__TO DO__
The string "banner" appears in some lines of the entries that follow; copy each such line.
========================
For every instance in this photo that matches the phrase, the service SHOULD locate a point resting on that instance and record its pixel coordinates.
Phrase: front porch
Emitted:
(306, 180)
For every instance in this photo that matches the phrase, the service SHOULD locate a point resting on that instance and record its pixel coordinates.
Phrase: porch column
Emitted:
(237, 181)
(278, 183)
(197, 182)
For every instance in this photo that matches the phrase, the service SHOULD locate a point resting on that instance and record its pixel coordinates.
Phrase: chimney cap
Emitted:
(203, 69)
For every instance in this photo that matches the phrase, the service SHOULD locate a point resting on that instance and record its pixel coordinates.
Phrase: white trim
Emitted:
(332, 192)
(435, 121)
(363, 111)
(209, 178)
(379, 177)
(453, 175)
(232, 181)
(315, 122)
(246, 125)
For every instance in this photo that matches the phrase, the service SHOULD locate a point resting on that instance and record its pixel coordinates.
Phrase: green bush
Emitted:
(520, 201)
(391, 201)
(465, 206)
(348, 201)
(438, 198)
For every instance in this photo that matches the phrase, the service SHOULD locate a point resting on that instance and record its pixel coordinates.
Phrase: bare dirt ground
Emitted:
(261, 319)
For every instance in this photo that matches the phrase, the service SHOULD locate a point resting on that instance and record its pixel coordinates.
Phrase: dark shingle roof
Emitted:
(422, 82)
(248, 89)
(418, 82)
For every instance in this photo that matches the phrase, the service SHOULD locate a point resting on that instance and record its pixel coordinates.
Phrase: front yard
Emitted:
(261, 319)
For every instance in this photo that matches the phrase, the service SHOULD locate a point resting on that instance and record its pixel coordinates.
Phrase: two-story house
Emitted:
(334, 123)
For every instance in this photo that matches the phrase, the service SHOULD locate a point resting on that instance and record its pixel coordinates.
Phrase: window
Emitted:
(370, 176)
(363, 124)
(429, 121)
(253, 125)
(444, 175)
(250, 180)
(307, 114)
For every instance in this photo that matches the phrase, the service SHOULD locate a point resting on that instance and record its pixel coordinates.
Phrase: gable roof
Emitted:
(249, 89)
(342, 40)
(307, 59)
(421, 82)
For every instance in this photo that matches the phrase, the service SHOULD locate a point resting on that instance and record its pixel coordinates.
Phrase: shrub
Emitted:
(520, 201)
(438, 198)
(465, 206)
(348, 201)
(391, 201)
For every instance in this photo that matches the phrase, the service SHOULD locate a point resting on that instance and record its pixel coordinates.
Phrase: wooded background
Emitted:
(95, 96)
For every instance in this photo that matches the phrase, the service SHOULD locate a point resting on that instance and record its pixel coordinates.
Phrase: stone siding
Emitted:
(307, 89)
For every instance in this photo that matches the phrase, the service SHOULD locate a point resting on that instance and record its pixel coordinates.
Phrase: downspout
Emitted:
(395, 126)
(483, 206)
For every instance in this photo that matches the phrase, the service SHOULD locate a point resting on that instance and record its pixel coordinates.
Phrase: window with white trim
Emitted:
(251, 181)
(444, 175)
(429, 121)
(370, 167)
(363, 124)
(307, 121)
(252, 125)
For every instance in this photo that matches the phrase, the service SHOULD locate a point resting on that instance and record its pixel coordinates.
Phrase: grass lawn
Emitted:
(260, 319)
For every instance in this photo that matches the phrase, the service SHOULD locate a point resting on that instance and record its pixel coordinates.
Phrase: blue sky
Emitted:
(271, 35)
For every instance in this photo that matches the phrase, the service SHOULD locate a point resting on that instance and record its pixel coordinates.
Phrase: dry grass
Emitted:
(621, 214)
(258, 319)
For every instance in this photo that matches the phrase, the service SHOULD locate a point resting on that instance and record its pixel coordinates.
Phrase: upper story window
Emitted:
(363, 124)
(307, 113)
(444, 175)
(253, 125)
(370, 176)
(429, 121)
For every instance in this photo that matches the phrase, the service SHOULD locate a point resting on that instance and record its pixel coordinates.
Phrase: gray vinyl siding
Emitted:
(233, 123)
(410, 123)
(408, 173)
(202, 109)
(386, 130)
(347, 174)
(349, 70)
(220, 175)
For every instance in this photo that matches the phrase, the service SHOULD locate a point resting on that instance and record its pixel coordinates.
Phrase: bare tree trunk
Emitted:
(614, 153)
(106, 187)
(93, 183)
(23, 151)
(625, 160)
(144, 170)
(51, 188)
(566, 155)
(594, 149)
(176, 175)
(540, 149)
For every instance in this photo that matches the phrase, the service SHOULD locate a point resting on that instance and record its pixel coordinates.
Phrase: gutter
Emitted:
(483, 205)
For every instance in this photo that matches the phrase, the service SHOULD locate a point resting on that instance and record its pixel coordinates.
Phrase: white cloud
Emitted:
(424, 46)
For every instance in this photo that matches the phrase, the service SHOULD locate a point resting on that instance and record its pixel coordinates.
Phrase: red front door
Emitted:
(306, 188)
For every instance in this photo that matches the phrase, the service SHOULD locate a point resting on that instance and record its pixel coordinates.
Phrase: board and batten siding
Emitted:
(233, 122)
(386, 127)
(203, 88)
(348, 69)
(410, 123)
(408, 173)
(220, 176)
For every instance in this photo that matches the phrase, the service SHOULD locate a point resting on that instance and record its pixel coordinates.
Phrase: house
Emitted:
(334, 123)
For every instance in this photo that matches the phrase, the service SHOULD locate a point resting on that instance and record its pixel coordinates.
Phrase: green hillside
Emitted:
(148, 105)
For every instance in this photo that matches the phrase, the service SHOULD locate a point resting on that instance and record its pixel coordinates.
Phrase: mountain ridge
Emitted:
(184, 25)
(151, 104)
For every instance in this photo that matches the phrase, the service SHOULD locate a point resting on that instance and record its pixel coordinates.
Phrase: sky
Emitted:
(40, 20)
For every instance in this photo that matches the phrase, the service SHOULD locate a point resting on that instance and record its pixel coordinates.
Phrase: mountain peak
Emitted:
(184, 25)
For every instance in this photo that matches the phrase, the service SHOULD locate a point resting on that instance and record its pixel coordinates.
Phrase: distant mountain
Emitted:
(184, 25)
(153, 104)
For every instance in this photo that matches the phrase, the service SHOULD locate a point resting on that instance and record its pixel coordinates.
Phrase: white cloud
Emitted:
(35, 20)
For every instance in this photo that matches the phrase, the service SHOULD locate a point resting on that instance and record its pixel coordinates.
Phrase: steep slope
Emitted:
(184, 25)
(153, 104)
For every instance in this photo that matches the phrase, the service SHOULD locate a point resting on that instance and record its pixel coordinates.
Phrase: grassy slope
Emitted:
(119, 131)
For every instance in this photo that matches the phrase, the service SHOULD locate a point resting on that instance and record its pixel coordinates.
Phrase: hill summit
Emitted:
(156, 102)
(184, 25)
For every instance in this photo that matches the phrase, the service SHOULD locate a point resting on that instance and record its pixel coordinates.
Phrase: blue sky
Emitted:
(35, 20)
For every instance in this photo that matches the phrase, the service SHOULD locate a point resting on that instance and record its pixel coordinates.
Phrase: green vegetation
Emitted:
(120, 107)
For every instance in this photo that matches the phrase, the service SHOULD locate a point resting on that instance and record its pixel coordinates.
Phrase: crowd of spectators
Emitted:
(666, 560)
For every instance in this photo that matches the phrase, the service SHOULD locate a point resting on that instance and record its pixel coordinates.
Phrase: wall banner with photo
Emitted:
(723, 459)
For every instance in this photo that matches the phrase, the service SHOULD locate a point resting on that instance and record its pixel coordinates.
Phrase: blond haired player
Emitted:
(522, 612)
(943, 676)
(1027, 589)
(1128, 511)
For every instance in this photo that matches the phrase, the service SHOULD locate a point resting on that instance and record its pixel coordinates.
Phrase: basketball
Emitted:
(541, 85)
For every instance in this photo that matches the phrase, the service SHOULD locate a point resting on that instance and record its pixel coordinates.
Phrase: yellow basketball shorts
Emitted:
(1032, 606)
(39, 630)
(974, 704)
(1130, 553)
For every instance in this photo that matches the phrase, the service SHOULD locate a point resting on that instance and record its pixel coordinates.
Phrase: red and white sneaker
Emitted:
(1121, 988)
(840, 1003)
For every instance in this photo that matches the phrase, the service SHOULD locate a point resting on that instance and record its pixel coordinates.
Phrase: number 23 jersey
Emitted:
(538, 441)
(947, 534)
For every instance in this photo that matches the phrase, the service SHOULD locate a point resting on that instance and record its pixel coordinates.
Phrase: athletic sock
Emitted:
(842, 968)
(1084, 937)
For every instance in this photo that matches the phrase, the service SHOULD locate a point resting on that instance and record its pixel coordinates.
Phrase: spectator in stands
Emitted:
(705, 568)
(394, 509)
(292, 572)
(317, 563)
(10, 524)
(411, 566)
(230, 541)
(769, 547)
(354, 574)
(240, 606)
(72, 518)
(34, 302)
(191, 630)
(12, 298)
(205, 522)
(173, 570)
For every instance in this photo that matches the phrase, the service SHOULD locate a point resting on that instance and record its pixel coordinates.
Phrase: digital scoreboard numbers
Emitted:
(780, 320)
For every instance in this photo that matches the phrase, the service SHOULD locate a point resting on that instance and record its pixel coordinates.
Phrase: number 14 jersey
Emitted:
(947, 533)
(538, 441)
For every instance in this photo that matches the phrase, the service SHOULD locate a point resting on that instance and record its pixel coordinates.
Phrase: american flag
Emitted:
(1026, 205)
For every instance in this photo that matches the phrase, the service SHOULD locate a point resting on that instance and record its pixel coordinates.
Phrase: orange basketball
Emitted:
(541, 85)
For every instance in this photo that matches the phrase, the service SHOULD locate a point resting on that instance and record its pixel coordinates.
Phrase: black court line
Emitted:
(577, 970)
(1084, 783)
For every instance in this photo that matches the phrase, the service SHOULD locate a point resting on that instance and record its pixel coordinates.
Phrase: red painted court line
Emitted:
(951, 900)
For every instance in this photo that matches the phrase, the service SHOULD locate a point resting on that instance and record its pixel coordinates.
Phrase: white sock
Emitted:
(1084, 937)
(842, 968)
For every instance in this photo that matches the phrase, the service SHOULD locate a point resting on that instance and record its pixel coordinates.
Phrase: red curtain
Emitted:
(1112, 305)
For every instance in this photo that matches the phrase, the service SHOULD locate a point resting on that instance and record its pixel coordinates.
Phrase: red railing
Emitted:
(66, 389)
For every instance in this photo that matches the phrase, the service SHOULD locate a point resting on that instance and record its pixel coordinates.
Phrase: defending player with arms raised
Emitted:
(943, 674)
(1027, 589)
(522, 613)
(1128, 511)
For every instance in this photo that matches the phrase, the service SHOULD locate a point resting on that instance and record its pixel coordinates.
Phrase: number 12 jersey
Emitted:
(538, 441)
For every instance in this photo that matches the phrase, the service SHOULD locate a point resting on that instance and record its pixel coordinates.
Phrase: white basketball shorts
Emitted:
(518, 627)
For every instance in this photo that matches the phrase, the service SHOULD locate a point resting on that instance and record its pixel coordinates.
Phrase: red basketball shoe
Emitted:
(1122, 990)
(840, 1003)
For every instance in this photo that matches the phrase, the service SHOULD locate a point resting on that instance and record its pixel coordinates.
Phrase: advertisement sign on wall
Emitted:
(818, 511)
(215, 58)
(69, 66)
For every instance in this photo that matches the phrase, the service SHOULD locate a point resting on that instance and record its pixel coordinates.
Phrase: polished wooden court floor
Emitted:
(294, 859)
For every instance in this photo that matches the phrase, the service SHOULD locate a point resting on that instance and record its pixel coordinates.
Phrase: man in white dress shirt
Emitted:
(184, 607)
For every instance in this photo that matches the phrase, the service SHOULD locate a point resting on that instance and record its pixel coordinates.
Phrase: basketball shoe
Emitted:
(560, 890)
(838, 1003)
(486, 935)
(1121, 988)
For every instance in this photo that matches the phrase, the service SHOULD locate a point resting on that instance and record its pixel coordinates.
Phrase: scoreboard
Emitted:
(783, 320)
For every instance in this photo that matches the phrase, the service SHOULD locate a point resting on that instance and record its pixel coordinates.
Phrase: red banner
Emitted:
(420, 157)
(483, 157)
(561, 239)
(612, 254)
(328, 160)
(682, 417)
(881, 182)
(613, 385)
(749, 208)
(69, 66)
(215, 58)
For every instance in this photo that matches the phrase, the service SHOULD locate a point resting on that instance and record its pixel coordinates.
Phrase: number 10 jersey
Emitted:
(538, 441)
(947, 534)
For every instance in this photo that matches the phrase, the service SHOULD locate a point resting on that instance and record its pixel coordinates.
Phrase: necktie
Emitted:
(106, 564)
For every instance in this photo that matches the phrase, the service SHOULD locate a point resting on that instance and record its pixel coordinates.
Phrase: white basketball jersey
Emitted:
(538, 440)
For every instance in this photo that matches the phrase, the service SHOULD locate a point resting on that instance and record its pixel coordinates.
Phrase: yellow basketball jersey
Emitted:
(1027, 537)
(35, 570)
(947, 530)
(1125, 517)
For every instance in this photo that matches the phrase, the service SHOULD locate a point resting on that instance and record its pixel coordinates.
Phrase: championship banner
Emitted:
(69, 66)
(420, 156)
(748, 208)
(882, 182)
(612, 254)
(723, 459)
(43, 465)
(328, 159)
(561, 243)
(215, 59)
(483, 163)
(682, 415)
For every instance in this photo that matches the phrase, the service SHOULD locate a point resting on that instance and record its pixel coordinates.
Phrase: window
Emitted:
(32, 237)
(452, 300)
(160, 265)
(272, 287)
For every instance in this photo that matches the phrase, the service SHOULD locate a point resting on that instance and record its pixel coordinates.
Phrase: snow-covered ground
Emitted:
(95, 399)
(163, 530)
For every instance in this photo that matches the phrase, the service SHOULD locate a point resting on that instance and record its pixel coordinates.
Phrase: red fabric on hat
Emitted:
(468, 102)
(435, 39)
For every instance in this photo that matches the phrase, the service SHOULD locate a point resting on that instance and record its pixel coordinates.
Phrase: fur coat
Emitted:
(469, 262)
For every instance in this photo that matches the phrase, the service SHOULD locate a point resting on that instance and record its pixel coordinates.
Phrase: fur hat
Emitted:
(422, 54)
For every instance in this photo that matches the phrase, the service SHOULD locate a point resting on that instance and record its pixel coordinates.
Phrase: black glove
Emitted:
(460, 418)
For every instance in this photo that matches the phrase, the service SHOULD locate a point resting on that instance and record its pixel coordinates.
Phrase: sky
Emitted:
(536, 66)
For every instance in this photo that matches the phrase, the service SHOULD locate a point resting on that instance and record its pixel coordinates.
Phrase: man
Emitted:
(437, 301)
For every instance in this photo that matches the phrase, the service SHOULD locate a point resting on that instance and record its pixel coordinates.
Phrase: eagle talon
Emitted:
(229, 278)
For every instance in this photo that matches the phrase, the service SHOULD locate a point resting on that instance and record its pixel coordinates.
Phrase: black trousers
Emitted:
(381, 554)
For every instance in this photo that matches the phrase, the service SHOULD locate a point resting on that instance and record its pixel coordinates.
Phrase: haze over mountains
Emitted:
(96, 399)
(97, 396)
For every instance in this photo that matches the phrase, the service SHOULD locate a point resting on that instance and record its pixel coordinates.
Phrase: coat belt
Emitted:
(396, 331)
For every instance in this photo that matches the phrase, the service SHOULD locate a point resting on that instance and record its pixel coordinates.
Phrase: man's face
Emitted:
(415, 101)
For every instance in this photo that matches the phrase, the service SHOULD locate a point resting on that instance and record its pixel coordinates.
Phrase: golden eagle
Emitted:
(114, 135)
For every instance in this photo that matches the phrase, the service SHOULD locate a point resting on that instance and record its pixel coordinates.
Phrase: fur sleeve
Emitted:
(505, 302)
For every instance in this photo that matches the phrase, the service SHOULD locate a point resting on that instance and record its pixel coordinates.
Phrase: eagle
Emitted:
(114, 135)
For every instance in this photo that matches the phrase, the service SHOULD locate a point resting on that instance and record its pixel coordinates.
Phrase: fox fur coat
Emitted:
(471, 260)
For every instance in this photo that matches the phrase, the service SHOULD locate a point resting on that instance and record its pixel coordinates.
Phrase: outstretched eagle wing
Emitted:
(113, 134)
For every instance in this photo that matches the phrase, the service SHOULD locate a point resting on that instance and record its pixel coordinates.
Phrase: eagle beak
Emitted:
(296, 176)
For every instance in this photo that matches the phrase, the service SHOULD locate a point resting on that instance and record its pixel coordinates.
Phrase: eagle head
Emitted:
========================
__RESPONSE AREA__
Phrase: wall banner with photo
Phrase: red banner
Phrase: championship banner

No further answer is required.